▸ CHALLENGE: Set down the line that contains "Please mark the pen" and every line after it to the end of the entries, exactly as they stand and nothing more.

▸ Dataset records about object locations:
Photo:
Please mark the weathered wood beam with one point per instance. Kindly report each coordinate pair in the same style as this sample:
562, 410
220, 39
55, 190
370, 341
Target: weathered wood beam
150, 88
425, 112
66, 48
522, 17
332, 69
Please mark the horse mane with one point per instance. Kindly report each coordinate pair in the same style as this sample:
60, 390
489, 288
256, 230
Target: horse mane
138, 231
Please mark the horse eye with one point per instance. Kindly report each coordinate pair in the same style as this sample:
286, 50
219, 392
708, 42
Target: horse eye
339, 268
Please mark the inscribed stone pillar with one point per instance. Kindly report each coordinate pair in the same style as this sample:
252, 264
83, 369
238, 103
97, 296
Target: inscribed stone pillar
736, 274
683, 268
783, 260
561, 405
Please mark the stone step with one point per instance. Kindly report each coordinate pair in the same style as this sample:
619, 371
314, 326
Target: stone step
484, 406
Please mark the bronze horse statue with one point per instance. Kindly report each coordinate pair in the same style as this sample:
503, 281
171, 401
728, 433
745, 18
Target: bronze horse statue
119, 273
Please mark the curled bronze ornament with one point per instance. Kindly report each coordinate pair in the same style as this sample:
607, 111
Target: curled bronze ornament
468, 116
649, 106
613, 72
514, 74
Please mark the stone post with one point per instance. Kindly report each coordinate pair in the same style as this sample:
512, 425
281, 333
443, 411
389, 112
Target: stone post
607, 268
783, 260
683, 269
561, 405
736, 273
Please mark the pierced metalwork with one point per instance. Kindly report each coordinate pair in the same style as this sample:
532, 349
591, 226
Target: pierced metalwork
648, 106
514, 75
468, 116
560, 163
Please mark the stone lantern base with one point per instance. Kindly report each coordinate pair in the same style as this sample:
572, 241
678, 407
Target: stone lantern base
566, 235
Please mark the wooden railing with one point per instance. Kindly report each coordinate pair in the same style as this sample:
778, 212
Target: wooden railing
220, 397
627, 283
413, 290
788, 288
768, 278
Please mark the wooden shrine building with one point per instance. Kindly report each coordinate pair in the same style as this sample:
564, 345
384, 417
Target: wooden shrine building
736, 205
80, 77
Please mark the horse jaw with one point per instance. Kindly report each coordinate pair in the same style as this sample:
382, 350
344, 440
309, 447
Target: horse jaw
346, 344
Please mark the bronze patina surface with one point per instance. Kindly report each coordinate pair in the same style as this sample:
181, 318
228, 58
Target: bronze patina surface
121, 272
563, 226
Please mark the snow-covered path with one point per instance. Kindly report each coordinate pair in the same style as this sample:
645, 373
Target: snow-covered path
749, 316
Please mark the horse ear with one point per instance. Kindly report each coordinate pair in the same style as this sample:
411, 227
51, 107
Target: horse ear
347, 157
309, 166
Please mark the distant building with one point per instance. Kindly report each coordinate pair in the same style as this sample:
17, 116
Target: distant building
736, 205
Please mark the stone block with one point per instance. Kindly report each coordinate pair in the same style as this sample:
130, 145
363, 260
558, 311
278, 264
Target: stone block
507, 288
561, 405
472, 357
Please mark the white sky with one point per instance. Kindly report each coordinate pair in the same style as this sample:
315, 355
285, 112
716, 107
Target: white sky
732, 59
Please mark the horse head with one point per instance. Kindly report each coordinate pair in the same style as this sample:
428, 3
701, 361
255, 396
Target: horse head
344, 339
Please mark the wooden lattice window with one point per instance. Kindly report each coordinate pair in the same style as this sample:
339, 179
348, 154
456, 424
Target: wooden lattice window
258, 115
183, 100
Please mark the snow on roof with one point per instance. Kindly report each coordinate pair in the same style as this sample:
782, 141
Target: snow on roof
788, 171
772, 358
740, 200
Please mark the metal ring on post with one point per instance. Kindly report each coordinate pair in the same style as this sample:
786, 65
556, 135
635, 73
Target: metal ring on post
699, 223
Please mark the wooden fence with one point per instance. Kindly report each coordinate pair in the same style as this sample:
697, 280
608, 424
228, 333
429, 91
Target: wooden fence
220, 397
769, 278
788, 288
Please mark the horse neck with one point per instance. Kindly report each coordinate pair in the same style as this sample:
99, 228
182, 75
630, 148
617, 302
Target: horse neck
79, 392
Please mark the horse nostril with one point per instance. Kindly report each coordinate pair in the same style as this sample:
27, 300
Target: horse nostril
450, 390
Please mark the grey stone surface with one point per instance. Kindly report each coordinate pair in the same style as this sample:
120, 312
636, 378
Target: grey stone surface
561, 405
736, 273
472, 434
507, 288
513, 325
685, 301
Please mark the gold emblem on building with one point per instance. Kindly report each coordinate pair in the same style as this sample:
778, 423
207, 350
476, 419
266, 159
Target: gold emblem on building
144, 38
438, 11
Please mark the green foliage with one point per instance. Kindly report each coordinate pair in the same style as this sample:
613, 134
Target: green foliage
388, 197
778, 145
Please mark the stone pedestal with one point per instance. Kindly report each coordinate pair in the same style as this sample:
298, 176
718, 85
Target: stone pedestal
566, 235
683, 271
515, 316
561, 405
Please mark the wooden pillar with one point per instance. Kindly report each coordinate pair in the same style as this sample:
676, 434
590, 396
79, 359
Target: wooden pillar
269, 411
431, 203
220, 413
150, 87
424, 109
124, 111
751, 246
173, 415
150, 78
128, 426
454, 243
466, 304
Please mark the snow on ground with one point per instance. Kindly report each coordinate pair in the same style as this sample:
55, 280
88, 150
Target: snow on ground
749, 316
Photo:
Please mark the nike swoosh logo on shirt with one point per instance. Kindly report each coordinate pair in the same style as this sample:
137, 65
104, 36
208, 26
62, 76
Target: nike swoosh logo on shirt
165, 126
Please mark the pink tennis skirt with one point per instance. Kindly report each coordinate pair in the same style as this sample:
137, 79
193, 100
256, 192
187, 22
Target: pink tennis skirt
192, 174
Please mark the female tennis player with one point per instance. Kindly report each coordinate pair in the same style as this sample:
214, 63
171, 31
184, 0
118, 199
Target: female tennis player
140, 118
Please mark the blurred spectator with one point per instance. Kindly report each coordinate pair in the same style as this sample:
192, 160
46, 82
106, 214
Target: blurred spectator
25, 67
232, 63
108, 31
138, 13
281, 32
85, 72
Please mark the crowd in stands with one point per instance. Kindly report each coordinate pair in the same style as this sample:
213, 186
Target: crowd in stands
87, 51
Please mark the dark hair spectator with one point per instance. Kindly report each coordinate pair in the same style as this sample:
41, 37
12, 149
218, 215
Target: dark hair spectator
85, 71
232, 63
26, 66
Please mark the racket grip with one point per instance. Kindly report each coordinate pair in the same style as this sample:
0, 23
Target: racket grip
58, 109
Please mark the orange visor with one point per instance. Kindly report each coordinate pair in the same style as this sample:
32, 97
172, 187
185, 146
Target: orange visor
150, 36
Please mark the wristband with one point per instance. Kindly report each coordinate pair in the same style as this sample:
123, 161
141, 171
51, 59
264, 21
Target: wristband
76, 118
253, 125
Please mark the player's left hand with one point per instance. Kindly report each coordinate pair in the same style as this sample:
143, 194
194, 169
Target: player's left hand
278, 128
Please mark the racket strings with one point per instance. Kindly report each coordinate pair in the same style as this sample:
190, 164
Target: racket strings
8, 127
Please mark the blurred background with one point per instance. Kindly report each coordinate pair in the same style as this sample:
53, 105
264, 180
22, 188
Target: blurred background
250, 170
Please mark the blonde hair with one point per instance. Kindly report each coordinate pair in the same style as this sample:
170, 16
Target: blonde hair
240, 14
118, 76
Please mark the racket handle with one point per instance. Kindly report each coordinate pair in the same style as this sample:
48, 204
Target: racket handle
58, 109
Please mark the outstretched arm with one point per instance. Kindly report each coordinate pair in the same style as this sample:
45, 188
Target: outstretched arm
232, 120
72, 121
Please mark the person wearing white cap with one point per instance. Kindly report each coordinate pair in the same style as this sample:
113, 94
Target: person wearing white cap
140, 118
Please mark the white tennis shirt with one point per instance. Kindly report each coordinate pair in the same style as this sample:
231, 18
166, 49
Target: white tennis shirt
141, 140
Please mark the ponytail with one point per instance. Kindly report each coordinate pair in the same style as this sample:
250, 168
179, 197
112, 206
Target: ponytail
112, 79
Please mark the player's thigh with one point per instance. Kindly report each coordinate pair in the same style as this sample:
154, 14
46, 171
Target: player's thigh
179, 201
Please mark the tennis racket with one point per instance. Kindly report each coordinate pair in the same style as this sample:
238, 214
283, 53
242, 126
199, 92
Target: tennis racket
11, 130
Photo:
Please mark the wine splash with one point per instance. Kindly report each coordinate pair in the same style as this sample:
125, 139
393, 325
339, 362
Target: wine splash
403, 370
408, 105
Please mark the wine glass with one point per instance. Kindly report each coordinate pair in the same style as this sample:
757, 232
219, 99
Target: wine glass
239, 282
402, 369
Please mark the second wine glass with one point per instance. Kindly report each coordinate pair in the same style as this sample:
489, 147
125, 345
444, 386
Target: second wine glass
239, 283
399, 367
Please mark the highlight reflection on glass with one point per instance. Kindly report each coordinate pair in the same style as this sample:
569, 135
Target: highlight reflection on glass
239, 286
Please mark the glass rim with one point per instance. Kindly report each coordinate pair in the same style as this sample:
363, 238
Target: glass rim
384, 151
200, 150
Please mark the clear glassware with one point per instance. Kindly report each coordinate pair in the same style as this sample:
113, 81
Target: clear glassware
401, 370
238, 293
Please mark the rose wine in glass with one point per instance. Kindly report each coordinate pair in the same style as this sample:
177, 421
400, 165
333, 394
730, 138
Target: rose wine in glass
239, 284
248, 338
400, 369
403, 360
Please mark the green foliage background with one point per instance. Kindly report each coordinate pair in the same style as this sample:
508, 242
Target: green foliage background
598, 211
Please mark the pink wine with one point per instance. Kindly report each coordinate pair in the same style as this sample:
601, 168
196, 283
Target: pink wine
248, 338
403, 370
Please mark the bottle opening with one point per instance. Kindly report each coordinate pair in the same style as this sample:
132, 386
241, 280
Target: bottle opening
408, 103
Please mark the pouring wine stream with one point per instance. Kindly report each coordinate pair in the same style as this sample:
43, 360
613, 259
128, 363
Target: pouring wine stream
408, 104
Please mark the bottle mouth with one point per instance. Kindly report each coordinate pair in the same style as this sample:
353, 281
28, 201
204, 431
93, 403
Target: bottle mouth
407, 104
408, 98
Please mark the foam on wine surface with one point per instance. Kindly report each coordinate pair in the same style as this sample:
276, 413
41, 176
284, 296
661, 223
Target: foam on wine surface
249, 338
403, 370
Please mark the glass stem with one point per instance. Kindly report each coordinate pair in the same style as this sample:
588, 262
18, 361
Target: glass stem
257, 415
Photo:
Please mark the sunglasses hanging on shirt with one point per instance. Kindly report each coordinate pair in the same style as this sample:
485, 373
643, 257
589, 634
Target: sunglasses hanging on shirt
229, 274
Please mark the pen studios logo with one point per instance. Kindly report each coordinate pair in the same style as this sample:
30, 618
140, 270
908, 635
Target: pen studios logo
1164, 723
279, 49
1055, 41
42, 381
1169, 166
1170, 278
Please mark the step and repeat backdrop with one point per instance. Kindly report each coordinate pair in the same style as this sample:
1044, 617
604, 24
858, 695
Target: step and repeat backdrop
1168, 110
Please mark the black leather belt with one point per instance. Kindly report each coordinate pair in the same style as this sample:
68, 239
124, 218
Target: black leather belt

▸ SOLUTION FOR THIS TASK:
Please mark the pen studios logo with one point per instance. Kindly report each coordinate pair in the same style as this sample:
30, 618
140, 270
908, 635
Target: pen studios logo
1164, 723
279, 49
1055, 41
42, 381
1169, 166
1170, 278
Please mark the step and repeat backdrop with one point per instance. Kindly report each coordinate pair in the same style as this sample:
1044, 617
604, 24
858, 695
Target: step and repeat backdrop
1168, 110
Please mark the black leather belt with one point per instance. Kindly report each coordinate pair in the same style as this sample:
68, 239
124, 218
Target: black leather belt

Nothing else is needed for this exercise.